Job |
Write out exactly the lines running from the line that includes "of the beach" to the end of the data, both ends included, and nothing besides.

Listed records |

§

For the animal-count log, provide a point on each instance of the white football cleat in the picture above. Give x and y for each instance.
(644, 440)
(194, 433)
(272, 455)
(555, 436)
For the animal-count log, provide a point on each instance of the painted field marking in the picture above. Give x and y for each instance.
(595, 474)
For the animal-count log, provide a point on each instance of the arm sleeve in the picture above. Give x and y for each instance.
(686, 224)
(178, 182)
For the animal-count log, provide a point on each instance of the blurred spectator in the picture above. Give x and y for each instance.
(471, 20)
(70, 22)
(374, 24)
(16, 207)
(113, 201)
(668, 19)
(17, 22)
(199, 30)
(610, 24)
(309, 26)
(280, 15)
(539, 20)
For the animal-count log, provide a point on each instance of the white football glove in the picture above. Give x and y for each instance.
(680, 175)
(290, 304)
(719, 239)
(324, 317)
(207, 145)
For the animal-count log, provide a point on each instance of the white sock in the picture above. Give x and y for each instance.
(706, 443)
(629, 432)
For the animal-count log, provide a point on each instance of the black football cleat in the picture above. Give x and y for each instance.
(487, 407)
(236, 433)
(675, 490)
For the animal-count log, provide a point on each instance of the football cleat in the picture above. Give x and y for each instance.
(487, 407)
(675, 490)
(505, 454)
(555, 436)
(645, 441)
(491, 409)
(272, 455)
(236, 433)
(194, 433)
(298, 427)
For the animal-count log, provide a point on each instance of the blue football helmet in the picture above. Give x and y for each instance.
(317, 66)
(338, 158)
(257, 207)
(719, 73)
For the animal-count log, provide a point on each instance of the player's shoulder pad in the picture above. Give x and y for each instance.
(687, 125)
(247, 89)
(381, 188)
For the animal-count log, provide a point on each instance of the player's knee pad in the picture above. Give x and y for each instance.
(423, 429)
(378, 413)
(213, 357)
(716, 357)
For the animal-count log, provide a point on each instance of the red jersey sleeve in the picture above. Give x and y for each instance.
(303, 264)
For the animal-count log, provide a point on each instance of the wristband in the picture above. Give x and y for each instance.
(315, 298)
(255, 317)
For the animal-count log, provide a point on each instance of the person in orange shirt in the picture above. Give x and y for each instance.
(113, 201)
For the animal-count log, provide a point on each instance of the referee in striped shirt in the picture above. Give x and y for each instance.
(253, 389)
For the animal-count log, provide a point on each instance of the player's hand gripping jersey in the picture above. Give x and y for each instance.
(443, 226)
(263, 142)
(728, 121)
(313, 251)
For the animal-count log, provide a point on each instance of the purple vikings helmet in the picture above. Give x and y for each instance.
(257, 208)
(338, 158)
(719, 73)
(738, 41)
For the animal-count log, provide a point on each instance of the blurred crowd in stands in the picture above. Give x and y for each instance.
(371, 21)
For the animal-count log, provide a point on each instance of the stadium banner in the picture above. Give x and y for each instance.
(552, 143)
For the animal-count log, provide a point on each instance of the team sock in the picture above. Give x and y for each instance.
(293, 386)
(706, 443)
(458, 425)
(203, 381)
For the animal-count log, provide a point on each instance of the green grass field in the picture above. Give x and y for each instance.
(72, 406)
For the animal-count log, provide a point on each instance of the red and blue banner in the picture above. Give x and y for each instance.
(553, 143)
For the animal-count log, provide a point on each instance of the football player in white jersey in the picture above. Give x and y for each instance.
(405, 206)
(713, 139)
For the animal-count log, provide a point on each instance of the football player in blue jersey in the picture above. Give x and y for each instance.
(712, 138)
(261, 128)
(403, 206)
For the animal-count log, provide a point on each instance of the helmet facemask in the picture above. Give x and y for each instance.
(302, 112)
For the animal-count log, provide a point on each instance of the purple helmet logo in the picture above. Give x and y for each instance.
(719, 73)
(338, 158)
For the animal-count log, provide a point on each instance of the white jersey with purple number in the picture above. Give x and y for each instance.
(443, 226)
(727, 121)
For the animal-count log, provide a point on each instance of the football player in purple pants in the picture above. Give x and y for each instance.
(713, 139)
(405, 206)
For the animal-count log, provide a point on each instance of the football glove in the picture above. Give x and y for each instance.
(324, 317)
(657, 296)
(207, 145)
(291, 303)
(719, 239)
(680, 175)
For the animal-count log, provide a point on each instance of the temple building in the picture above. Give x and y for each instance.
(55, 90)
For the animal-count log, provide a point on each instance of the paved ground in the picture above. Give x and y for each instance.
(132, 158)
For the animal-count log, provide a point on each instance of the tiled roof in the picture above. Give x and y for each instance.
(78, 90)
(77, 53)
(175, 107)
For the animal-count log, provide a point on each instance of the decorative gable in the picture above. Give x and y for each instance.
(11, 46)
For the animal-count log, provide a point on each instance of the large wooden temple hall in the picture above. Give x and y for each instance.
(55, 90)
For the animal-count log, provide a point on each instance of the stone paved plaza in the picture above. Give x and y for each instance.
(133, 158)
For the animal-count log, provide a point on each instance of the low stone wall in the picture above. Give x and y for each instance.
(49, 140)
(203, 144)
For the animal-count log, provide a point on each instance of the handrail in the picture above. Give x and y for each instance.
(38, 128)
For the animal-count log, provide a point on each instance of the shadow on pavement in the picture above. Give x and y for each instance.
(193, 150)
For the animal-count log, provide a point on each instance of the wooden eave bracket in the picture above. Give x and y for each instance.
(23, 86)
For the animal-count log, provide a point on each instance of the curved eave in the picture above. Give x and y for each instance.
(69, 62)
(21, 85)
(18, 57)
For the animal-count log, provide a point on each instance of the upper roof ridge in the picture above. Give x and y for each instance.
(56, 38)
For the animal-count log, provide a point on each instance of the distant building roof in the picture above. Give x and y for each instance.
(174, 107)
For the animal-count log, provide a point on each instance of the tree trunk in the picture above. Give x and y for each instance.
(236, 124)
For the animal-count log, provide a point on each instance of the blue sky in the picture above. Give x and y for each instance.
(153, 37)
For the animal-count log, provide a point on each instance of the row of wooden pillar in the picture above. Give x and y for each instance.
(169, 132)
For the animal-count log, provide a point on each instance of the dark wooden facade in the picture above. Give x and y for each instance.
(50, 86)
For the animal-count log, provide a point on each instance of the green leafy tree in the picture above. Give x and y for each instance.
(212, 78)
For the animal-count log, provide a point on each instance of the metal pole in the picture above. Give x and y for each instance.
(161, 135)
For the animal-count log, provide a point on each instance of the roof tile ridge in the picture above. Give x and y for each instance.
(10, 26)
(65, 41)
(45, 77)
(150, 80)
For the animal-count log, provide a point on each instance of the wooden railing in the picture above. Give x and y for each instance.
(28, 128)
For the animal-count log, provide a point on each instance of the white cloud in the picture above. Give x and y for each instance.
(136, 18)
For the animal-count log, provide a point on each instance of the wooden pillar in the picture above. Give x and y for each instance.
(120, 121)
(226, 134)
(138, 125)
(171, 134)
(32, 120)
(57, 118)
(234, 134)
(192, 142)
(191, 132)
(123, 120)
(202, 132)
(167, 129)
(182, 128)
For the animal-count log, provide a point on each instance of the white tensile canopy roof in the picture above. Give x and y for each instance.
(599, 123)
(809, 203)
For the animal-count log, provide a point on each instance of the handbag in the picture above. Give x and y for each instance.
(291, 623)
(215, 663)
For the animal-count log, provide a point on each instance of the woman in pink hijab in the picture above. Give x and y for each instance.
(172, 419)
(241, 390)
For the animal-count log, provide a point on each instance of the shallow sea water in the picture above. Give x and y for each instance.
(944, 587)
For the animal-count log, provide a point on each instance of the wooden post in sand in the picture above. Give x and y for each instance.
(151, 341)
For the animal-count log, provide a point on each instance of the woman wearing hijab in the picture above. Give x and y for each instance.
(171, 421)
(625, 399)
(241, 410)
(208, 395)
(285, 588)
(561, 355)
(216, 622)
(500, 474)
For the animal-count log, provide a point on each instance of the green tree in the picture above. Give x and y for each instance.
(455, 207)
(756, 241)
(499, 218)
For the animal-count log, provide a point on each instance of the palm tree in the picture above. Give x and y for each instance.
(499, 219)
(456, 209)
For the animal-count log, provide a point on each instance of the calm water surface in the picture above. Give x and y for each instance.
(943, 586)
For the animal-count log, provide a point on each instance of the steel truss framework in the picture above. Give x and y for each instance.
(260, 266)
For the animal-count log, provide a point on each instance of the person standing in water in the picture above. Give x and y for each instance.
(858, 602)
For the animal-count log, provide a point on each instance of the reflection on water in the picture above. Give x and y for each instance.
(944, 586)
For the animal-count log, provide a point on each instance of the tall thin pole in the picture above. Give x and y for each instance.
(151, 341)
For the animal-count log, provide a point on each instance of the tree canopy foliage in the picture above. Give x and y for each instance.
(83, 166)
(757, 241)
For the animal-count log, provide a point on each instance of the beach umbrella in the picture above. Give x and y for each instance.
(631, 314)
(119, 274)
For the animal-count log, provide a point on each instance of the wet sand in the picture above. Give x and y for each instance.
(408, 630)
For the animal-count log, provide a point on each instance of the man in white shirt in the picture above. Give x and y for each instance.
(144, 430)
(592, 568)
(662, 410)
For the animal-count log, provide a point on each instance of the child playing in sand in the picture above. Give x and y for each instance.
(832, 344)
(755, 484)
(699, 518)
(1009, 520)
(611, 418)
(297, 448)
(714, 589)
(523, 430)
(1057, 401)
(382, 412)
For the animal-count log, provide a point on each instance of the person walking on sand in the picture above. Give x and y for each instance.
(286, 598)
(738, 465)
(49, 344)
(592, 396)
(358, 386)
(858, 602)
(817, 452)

§

Result of the task |
For the animal-count log, provide a point on each instance of the beach umbrella in the picture above. Give x and y for each instance.
(631, 314)
(119, 274)
For the animal-count log, provide a point on each instance of the wet sand in the picture above. Give x and y for each instance.
(408, 630)
For the animal-count log, provide a point on each instance of the man in white shirt in the picture above. Give x and y for each instance.
(144, 430)
(592, 568)
(662, 410)
For the animal-count log, provide a point on each instance of the child playing in sand in the picture above. Give x and y for each instance.
(832, 344)
(755, 484)
(699, 518)
(1009, 520)
(611, 418)
(297, 448)
(714, 589)
(523, 430)
(1057, 401)
(382, 412)
For the animal-count log, provide a point on each instance of the person walking on sand in the picture above. Give x and y for each instance.
(286, 598)
(738, 465)
(49, 344)
(592, 396)
(358, 386)
(858, 602)
(817, 452)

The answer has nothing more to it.